### Your goal
Set out exactly every line of the entries below, starting at the line that holds "Task: mark the elderly" and stopping after the line that holds "Task: mark the man in dark".

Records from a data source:
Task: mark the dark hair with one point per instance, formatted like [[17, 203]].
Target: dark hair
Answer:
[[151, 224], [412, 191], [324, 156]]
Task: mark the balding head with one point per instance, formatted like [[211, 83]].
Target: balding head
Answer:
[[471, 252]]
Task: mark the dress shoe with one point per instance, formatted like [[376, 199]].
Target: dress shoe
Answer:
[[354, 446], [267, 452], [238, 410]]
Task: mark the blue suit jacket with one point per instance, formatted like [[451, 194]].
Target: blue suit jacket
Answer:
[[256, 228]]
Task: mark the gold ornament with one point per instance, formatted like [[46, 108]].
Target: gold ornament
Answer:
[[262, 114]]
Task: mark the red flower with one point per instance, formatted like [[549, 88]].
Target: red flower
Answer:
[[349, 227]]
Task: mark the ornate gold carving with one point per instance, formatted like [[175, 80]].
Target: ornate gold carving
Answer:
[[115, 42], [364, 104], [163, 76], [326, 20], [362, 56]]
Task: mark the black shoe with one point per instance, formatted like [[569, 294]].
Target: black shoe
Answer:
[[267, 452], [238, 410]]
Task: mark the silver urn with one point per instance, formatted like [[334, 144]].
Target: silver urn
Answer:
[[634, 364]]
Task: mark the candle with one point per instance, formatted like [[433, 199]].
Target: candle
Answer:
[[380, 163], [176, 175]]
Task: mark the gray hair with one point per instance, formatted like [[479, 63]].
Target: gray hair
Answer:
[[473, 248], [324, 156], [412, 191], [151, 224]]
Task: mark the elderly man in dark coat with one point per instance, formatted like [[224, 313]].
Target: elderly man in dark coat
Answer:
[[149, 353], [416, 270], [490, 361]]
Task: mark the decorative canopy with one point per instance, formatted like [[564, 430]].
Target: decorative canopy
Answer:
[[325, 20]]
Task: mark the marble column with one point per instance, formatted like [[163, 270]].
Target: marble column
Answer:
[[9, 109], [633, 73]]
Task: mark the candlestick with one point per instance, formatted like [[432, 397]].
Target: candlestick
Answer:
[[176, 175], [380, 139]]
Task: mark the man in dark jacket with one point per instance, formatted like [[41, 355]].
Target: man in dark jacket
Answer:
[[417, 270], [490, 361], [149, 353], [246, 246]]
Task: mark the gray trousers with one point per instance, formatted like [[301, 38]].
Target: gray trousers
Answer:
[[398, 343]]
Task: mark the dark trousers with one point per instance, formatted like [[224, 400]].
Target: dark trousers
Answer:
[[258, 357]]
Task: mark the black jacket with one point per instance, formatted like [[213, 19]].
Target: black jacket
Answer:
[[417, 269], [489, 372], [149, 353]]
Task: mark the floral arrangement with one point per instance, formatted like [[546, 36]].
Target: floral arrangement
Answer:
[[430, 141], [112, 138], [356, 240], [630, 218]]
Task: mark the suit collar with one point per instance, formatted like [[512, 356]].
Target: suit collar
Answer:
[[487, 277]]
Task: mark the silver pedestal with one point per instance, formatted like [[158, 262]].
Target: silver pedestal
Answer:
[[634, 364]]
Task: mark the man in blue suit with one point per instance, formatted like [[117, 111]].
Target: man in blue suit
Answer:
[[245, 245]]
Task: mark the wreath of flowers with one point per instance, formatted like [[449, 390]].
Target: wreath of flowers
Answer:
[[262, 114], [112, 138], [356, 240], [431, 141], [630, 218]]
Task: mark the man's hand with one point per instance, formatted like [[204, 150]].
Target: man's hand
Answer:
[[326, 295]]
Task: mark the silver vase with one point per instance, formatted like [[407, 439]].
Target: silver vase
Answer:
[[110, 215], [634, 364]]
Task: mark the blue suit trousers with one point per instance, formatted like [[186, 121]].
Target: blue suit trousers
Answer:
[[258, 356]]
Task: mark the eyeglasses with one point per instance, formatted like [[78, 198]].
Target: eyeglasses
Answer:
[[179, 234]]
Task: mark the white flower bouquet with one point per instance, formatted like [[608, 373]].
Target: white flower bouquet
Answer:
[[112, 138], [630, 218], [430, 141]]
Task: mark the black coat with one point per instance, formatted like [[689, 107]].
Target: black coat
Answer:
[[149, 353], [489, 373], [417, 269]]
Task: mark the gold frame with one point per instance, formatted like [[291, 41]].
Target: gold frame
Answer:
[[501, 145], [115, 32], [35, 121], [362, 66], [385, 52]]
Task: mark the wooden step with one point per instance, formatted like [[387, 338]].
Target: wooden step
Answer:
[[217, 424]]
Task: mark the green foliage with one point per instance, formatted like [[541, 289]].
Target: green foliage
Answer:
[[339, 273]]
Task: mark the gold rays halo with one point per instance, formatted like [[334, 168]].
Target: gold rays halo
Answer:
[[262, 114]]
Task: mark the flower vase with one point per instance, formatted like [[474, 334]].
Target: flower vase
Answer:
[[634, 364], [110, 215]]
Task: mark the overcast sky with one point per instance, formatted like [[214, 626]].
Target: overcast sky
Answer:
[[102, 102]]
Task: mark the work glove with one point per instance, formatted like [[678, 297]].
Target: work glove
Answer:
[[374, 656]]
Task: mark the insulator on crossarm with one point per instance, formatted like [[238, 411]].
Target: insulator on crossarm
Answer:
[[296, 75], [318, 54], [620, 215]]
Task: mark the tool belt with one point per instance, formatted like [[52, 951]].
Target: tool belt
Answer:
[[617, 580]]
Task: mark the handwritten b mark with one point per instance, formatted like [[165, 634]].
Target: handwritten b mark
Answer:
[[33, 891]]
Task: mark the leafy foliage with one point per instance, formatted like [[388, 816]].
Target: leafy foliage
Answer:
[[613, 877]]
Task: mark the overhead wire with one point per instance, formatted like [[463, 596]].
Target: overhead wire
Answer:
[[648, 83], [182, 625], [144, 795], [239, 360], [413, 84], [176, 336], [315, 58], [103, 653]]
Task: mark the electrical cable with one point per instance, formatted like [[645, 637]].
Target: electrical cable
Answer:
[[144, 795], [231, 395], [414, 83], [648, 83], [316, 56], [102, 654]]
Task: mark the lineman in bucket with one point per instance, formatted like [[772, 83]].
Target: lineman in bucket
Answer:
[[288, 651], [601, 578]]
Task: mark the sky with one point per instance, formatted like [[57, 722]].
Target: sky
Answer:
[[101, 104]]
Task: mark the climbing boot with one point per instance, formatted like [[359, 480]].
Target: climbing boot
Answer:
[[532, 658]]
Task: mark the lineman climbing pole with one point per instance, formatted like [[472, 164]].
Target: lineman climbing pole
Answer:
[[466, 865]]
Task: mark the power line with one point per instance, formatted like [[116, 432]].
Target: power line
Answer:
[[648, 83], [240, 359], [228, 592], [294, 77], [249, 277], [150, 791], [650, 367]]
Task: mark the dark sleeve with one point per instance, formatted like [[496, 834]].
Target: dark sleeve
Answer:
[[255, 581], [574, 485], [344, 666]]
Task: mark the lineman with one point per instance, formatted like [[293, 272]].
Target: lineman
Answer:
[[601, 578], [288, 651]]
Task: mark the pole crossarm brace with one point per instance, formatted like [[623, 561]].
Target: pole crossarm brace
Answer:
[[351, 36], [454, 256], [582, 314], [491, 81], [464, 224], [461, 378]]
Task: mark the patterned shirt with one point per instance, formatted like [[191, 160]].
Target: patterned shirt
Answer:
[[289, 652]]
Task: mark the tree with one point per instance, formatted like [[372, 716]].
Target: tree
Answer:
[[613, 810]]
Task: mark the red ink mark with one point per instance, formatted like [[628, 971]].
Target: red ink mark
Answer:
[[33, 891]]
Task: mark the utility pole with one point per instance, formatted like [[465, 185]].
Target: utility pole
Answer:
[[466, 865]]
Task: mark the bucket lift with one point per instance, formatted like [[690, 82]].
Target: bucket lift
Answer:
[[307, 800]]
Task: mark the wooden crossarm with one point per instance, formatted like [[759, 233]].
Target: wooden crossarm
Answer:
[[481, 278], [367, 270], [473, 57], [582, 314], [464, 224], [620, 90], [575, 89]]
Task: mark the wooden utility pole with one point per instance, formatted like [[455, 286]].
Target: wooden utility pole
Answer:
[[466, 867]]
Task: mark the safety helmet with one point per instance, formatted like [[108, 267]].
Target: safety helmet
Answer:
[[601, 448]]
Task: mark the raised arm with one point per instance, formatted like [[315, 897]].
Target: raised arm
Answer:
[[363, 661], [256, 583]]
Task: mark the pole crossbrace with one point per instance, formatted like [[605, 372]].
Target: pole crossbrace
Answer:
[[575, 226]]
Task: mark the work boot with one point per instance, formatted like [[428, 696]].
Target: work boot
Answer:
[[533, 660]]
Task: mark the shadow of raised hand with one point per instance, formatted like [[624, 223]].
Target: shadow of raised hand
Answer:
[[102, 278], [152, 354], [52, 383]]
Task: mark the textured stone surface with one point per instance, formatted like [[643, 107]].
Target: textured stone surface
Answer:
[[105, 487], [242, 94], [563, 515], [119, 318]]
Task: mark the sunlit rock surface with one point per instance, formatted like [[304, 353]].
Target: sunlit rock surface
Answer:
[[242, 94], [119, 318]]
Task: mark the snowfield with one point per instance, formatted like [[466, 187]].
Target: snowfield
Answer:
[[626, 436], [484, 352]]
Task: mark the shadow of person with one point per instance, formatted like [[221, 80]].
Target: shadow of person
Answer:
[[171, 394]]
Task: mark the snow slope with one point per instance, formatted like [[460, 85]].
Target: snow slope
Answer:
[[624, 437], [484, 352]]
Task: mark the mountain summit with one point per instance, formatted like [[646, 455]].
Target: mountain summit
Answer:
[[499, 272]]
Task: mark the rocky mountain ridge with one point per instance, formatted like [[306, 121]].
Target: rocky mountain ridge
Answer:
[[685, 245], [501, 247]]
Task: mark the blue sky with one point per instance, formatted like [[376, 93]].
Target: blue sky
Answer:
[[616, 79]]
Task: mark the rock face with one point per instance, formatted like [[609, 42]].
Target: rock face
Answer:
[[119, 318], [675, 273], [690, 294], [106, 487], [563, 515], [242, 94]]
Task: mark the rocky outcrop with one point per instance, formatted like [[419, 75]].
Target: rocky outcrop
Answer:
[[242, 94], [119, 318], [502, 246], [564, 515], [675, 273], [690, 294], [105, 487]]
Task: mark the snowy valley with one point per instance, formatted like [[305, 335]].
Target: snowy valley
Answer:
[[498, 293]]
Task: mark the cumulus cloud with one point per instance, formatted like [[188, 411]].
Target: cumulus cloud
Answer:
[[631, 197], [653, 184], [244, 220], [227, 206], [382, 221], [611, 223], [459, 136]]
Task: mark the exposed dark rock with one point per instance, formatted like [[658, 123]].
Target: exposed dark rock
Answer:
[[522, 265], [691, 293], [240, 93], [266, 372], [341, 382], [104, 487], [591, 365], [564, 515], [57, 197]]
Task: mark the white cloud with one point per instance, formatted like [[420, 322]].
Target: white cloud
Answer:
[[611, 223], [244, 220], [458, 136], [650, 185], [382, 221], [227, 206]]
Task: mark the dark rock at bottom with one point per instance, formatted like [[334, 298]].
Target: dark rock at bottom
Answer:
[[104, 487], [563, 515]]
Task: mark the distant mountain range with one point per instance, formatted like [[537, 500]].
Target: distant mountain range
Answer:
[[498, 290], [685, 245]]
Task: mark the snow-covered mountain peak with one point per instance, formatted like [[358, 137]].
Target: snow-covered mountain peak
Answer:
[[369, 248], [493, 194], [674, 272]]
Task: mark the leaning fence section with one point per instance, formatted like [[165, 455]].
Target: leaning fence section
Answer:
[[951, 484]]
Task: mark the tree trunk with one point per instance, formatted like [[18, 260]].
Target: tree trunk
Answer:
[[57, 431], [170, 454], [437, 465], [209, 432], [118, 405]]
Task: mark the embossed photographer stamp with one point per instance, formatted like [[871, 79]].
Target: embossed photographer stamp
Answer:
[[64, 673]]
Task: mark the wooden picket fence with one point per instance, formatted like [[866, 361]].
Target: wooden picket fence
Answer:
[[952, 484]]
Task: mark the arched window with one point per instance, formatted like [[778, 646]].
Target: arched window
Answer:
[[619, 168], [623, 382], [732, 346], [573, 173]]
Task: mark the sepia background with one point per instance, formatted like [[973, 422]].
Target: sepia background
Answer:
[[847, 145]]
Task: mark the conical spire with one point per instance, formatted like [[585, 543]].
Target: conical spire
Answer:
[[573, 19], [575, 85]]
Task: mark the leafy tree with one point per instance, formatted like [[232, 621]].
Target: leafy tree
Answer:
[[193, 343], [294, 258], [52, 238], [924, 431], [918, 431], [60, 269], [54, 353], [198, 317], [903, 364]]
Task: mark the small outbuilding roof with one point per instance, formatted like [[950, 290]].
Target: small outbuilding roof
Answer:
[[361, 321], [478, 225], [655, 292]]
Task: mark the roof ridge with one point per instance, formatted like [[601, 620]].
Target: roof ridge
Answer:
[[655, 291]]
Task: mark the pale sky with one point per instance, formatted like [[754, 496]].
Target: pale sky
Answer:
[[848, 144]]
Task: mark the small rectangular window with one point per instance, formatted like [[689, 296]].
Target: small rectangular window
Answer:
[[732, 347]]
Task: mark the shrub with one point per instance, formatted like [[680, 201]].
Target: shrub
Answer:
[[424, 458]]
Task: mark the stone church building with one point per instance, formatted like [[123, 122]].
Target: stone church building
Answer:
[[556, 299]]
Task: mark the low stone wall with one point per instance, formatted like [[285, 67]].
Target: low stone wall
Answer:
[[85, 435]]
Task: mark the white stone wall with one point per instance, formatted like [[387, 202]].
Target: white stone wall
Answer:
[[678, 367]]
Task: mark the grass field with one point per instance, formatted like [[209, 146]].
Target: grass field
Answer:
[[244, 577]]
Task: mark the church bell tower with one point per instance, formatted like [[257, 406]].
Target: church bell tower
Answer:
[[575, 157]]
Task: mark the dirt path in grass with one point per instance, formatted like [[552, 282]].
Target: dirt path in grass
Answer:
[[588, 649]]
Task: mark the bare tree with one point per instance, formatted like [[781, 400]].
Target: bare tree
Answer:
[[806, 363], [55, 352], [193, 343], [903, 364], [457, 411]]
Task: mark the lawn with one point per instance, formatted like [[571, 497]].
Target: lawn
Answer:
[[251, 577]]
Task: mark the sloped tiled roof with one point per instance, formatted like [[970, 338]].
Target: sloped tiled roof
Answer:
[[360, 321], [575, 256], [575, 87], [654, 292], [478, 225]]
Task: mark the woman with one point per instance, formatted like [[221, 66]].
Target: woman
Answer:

### Worked solution
Task: mark the elderly man in dark coat with one point per instance, formatted like [[224, 313]].
Target: elderly man in dark coat
Answer:
[[149, 353], [416, 270], [490, 361]]
Task: mark the decorative canopy with one point per instance, formatted like [[564, 430]].
Target: decorative canopy
Answer:
[[325, 20]]
Task: mark the marble column with one point per instance, formatted like [[163, 270]].
Target: marble column
Answer:
[[9, 109], [633, 73]]
Task: mark the candlestick with one point per instance, formatted like [[432, 397]].
Target: candlestick
Answer:
[[176, 175], [380, 139]]
Task: mark the man in dark jacket with one point per instance, formatted like [[41, 355]].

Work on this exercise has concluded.